» EXTRACT PROVIDED:
▼

Grumpy your story is interesting but not applicable. 

The issue is warranting the work you do, not the work you didn't do. Here in NM we have a couple issues you may not have in Illinois. We are required to perform our work A) consistent with building codes which specifically includes manufacturers installation requirements, and B) in a workmanlike manner. 

If the work was properly done, there would not be a failure unless there were things outside the norm (like a plane crashing through the roof). A roof leak, within a year, would generally be an indication of an improper installation, improper meaning it either violated code (manufacturers instructions) or was not done in a workmanlike manner. 

In the above case, here in NM, I am required by law to repair the problem and any damage that resulted from the failure of materials or labor I provided. The reason I am required to fix resulting damage is because the damage resulted from my failure to meet the minimum requirements of the law and that failure is what caused the damage. Even if the failure was a material failure, I am still the responsible party as the contractor. 

Some disclaimer in my contract that says I am not responsible for the legally mandated standard of work I performed would be meaningless. 

I guess Illinois is different than NM.


----------



## Anti-wingnut (Mar 12, 2009)

I'd bet Grumpies exclusion of consequential damages might not hold up to much legal scrutiny. Kind of like an electrician who burns the place down, and offers to re-wire it at cost. A roofer is expected to install a product which is to keep the building weather tight under reasonable conditions. If he fails at that due to his supplied materials, or his workmanship, how can he not be expected to cover all normal incurred damages? 

In reality, the HO'ers insurance and Grumpies insurance will battle it out. But Grumpie is going to lose, and get even grumpier


----------



## MrRoofer (Sep 21, 2008)

Our warranty does not cover damages caused, only repair and or replacement of defective roofing workmanship. I agree, I have yet to see that covered under a roofing contract/warranty. Seems like a sales gimmick to me.


Too many bad apples. So far this item line in our contract has held up legally quite well, otherwise we would probably be more involved with the interior decorating business :laughing:.

I think the problem stems from being able to prove what is reasonable damage and what is not. Most customers tend to be unreasonable about this. 

I would suck as an insurance agent :laughing:.


----------



## Jayrek (Sep 6, 2008)

Not on your life. There are too many dip*****$ out there that would ruin their own house or hire an unqualified to add a radon pipe,wood stove, drop a tree limb on the peak, etc etc and damage your work. There will be plenty of ambulance chasers that will get their hand in your pocket because of it. And when you put it in writing and sign it you own it. You have to even make notes on the contract that there are limbs overhanging house, too shady allowing moss to grow, or any discrepencies that might threaten your work. And explain to the ho that "if that tree falls on the house, my warranty does not cover you." Some out there think that warranties cover everything and anything.

Oh your competition *says it*, do they really *do it*??

P.S.-Isn't your job hard enough, dont make your life harder.


----------



## Travis (Dec 20, 2006)

I agree with Grumpy. I have same language in my contract. There are way to many penetrations on a roof that could cause interior damage and the roofer is the first to get the blame.

▲

» GOALS:
A – Retype the part of the roofing warranty thread from "Our warranty does" up to and including "gimmick to me.".
B – Translate this sentence from the roofing warranty thread into Spanish: "A roofer is expected to install a product which is to keep the building weather tight under reasonable conditions."
C – Carry on the roofing warranty thread, picking up right after its final sentence.

» DATA ROWS:
▼

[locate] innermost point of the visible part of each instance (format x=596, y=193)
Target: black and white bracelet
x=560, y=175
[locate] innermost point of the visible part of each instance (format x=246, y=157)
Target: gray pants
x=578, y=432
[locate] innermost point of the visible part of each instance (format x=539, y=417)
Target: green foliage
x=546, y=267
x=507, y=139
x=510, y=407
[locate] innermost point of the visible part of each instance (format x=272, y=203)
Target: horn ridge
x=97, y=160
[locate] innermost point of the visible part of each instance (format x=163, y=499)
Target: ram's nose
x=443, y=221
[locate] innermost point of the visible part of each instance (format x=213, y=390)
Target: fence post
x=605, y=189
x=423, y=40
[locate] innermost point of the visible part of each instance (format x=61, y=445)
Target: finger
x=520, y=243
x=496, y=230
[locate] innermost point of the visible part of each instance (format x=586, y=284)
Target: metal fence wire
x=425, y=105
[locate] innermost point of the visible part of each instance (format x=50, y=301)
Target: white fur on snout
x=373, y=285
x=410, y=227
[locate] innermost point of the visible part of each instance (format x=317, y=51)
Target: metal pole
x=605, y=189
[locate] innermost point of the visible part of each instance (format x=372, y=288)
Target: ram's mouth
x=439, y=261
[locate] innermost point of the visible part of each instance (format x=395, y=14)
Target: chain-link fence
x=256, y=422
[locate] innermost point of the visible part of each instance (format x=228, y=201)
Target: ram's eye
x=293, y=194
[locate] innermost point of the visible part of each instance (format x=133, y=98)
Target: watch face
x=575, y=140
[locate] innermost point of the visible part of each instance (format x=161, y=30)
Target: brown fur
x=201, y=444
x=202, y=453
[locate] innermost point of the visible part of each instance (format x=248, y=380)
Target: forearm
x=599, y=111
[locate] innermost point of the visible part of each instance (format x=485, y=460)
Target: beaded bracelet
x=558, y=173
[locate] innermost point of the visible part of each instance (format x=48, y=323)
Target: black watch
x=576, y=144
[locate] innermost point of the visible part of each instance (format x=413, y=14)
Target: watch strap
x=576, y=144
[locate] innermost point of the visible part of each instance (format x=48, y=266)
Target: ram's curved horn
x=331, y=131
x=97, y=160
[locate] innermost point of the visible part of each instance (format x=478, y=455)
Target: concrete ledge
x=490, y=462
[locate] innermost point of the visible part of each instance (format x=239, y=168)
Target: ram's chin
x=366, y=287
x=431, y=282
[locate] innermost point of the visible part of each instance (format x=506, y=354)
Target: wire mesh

▲

» OUTPUTS IN ORDER:
A –
Our warranty does not cover damages caused, only repair and or replacement of defective roofing workmanship. I agree, I have yet to see that covered under a roofing contract/warranty. Seems like a sales gimmick to me.

B – Se espera que un techador instale un producto que mantenga el edificio protegido de la intemperie en condiciones razonables.

C –
Chimney's, plumbing pipes(cracks or broke below the roof), windows, siding,etc. There is just way to much liabilty out there to warrant interior damage. 
But if i go out to a job and is some crappy workmanship that I did't catch, then I would pay for interior damage's(either out of pocket or turn into my insurance). (I have yet to do this in 8 years in business, over 1000 roofs, 0 complaints with BBB)
Most call backs(99.9%) are not result of the roof, but something else like a chimney,other penetration or condensation.

Some homeowners will try to get you to pay for interior damage that was present before we even did the roof.

It is just a way to minimize the problematic sue happy type of homeowner.

All materials used have the same language. Here is an old Elk warranty I found, just like all other manufacturer's.

EXCLUSION OF INCIDENTAL AND CONSEQUENTIAL DAMAGES. IN NO EVENT WILL ELK BE LIABLE FOR ANY INCIDENTAL, SPECIAL, INDIRECT OR CONSEQUENTIAL DAMAGES, WHETHER RESULTING FROM THE USE, MISUSE OR INABILITY TO USE ELK shingles, OR FROM DEFECTS OR NONCONFORMITY TO SPECIFICATIONS OF ELK SHINGLES, OR FROM ELK'S OWN NEGLIGENCE OR OTHER TORT. This exclusion applies regardless whether such damages are sought for breach of warranty, breach of contract, negligence, or strict liability in tort or under any other legal theory, and by purchasing Elk Shingles, the Buyer waives and releases all other remedies, claims, and rights.

I bought a new washer and it leaked causing my wood floor to buckel in a 5x5 area. Called them and they said exactly what the warranty info said that I neglected to read, but what washer will warrant incidental and consequential damages? None --0.


----------



## Grumpy (Oct 8, 2003)

thom said:


> In the above case, here in NM, I am required by law to repair the problem and any damage that resulted from the failure of materials or labor I provided. The reason I am required to fix resulting damage is because the damage resulted from my failure to meet the minimum requirements of the law and that failure is what caused the damage. Even if the failure was a material failure, I am still the responsible party as the contractor.
> 
> Some disclaimer in my contract that says I am not responsible for the legally mandated standard of work I performed would be meaningless.
> 
> I guess Illinois is different than NM.


There is no such law in IL and if there were I would either be 50% higher than I already am or I would be flipping burgers at Mc DOnalds because I do not agree to those terms. Every job would then be a gamble (not that they don't involve major risk already), and if that's the case I might as well just play poker tournaments all day and have fun gambling instead of working. Maybe collect welfare and disability and let you guys support my gambling habit.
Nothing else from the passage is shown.